Short problem ▸
Count the lines in the rows below that contain the string "drizzle", with case counting. Give only the number.

>> Start Source records

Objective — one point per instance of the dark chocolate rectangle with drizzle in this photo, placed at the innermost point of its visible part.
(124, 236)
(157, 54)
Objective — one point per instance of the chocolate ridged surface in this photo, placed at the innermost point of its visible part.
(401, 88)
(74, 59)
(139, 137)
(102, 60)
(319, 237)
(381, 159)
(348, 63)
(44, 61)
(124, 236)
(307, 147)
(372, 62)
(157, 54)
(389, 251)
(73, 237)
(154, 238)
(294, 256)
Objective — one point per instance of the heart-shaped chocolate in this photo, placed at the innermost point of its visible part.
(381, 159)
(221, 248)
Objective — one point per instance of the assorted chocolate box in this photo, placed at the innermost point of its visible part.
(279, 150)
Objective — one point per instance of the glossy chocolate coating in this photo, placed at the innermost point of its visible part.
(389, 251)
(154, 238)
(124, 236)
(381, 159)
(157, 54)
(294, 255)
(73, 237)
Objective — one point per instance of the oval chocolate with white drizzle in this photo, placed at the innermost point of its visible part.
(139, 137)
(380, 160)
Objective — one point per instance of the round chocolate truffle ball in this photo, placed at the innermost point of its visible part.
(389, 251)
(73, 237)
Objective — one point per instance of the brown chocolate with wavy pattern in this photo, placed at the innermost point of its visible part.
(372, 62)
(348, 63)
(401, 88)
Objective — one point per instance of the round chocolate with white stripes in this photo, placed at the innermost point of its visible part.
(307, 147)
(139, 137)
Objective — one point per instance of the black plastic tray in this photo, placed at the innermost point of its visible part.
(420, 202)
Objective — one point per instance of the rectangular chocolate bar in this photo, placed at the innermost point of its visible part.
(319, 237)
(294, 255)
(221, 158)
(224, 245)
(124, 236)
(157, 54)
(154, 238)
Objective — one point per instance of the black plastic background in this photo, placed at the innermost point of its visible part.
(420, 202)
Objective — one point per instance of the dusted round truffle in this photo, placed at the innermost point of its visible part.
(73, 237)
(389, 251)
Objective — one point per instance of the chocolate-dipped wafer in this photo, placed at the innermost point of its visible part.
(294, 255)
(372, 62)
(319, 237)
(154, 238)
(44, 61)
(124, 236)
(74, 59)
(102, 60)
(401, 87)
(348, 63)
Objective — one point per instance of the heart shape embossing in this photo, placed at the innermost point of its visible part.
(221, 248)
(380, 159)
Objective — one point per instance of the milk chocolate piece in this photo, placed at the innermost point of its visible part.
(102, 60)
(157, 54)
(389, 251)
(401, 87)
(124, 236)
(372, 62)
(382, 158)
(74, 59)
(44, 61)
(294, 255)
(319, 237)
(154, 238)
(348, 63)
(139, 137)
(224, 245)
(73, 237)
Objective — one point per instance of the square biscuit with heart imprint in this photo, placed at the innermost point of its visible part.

>> End Source records
>> Start Source records

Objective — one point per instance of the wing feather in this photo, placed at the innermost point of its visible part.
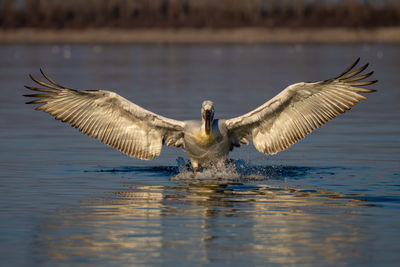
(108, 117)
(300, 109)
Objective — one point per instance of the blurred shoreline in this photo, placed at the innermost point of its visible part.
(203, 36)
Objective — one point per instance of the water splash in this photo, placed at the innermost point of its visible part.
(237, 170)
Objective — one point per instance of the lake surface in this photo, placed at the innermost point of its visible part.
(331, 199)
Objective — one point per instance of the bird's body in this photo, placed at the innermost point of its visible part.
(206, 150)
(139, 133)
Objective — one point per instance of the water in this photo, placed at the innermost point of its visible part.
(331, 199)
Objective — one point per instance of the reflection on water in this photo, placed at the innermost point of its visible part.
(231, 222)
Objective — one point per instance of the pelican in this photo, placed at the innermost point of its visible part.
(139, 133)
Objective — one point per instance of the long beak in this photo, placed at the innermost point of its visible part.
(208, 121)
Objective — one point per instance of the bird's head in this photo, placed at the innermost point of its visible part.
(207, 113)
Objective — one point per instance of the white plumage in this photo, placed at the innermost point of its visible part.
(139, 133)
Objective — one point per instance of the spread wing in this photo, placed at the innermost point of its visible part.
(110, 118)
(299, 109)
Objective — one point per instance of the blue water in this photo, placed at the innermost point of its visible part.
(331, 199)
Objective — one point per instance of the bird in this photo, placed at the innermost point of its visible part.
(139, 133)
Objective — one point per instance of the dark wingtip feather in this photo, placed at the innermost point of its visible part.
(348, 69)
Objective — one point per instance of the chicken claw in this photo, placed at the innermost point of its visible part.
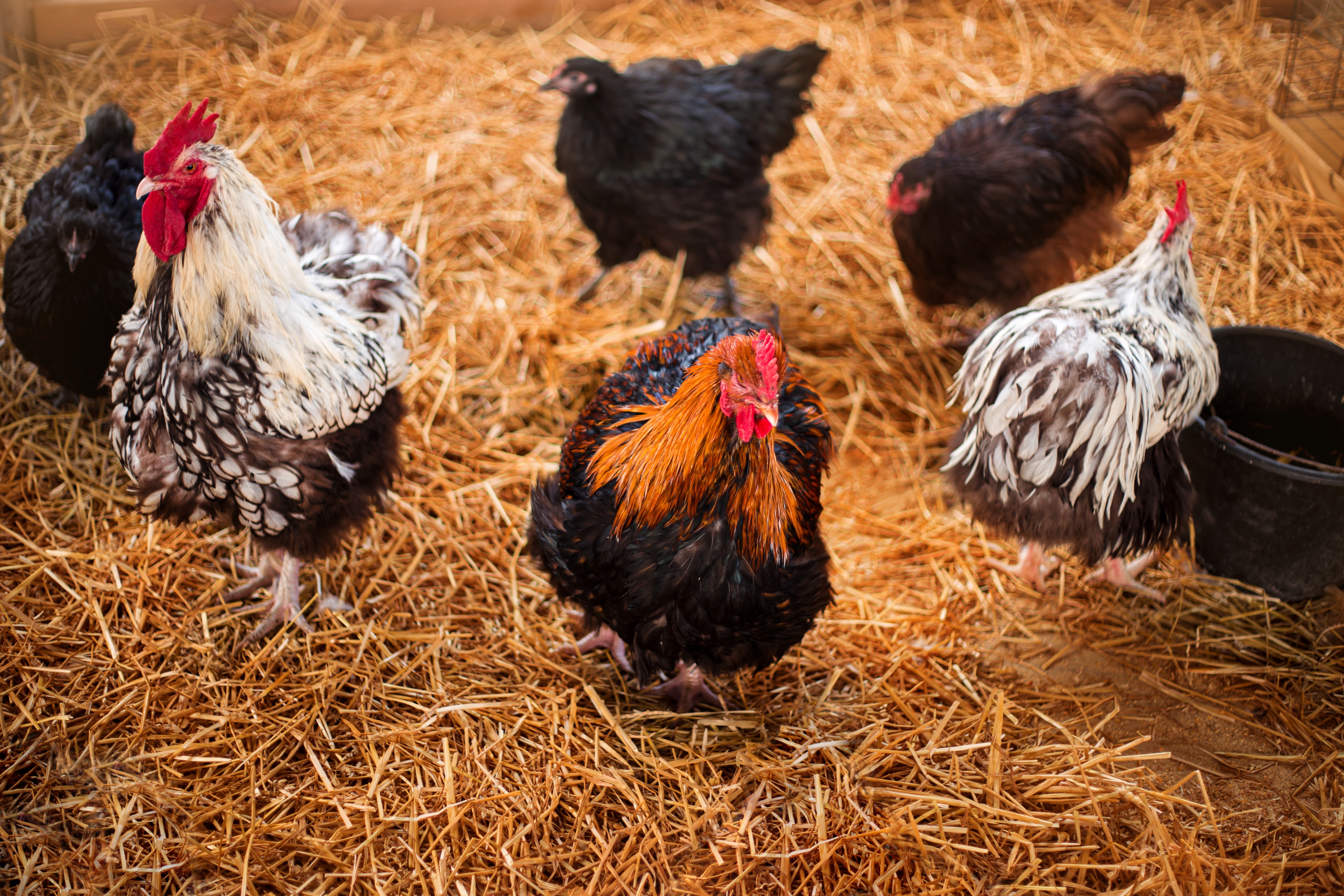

>> End Source records

Completed exercise ▸
2